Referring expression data

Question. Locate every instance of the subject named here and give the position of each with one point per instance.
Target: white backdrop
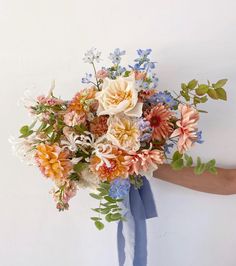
(44, 40)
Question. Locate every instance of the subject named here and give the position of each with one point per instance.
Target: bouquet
(115, 131)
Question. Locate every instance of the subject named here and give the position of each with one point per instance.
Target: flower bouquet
(115, 132)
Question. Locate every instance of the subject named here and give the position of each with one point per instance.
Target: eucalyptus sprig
(179, 161)
(108, 207)
(196, 93)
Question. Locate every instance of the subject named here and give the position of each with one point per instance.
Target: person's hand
(224, 182)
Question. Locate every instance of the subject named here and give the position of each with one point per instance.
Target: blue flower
(163, 97)
(87, 78)
(199, 137)
(144, 53)
(119, 188)
(116, 56)
(92, 55)
(145, 130)
(167, 147)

> **The task**: What is needed is an exact copy of the data, without any pictures.

> **Solution to this exercise**:
Question. Locate every instance of the subject named here and give the position of each with one point per instance.
Target: white backdrop
(44, 40)
Question. Locate every instance of the subject named here and give the position of each with one point per instance.
Target: bouquet
(115, 131)
Question. Locate every instance of the subject named here and give the position of each with one point per instance.
Target: flower bouquet
(115, 132)
Question. Locate every instance of the subject named here and give the position of each with one point per instance.
Target: eucalyptus sprig
(179, 161)
(108, 207)
(196, 93)
Question. Locate every instance of the subject named here and give the position of each with one point per instance.
Target: person's hand
(224, 182)
Question. Locate every instance of the subject named here and give the position of each with one point per instance.
Target: blue flower
(163, 97)
(87, 78)
(199, 137)
(144, 53)
(119, 188)
(116, 56)
(92, 55)
(145, 130)
(167, 147)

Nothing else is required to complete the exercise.